**Source excerpt:**
From BTC’s 1999 testimony : “Like other industries that have faced the ominous threat of government intervention, airlines should view this legislation as a major warning and move decisively to address Congressional concerns. The industry needs to take immediate steps to head off this and further Congressional action, which will surely follow, if the industry’s problems are not corrected in the near term.”
Some low-cost and major network carriers have taken positive, but limited steps to address the extended ground delay problem. However, ten years later, airline passengers, consumer groups led by FlyersRights.org, travel industry professionals and the organizations that represent them such as the American Society of Travel Agents and the National Business Travel Association have said “game-over, lights-out;” it’s time for legislation and a single industry standard. So have many of our nation’s editorial pages such as The New York Times as well as an increasing number of Members of Congress. It is indeed sad commentary on airline industry leadership that the situation has had to come to this.
As part of its due diligence in determining a position on this controversial issue, BTC on July 26 initiated a survey of travel industry professionals, which is still ongoing . It is abundantly clear from preliminary results that airlines have run out of public-relations runway. Even their own employees, senior executives and former board members support passenger rights legislation, according to the survey and related interviews BTC has been conducting.
It seems that no matter where in the world passenger rights standards are proposed, airlines drag out the dire but fatigued “unintended consequences” warning. For example, a spokesman for the Air Transport Association last week told the San Francisco Chronicle, “I promise you that if a three-hour rule goes into effect, we’ll be having this conversation again and talking about the unintended consequences…” And in Europe, the International Air Transport Association and the European Low Fares Airline Association claimed that the now-implemented EU passenger rights regulations would limit consumer choice.

**Stated exercise 1:**
Answer these questions using the airline passenger rights excerpt:
(a) Which consumer group is named as leading the consumer groups that called for legislation?
(b) On what date did BTC start its survey of travel industry professionals?
(c) Which newspaper did an Air Transport Association spokesman talk to about a three-hour rule?
The airline passenger rights excerpt and the listing that follows it come from unrelated sources.

**Data for this exercise:**
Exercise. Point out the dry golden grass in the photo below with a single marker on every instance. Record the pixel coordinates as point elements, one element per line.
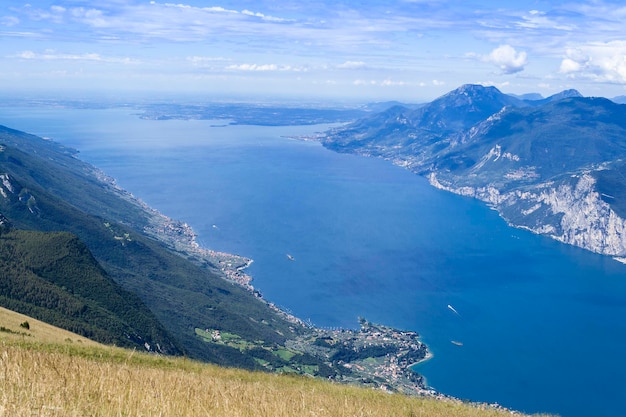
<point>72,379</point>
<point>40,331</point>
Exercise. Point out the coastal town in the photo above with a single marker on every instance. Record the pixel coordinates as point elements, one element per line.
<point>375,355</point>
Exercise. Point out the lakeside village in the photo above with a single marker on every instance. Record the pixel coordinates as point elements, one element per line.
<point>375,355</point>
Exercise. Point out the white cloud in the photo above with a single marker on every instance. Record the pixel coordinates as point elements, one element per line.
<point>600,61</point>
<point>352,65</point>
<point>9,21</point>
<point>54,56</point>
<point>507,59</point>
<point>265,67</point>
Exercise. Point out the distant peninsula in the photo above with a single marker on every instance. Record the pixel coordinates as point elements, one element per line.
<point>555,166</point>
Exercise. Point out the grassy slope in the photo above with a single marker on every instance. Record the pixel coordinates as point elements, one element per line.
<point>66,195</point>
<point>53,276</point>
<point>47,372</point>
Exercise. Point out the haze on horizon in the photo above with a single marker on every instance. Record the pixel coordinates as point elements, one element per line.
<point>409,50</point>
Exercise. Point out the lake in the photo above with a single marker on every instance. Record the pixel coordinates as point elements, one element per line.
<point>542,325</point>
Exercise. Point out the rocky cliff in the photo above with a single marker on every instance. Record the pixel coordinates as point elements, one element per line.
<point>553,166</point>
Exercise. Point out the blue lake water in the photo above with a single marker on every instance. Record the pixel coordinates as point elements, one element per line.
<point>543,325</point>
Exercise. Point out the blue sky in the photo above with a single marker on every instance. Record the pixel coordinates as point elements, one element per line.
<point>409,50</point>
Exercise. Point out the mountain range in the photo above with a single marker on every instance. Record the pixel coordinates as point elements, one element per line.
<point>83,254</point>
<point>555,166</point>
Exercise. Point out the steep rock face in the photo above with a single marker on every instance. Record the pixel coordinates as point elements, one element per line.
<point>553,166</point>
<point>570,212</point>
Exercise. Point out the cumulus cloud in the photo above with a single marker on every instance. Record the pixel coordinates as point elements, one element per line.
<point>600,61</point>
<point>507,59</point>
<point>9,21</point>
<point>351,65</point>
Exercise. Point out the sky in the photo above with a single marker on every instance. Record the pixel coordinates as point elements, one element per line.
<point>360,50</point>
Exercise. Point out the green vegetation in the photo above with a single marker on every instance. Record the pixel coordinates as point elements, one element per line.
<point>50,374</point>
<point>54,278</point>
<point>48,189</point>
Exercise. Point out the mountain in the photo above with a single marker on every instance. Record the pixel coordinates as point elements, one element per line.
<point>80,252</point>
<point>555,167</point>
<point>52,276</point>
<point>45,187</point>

**Stated exercise 2:** Print the lines of the listing without any changes, starting at the line that contains "Exercise. Point out the white" and ending at the line that contains "<point>265,67</point>". Include both of those lines.

**Output 1:**
(a) FlyersRights.org
(b) July 26
(c) The San Francisco Chronicle

**Output 2:**
Exercise. Point out the white cloud in the photo above with a single marker on every instance. Record the pixel coordinates as point elements, one element per line.
<point>600,61</point>
<point>352,65</point>
<point>9,21</point>
<point>54,56</point>
<point>507,59</point>
<point>265,67</point>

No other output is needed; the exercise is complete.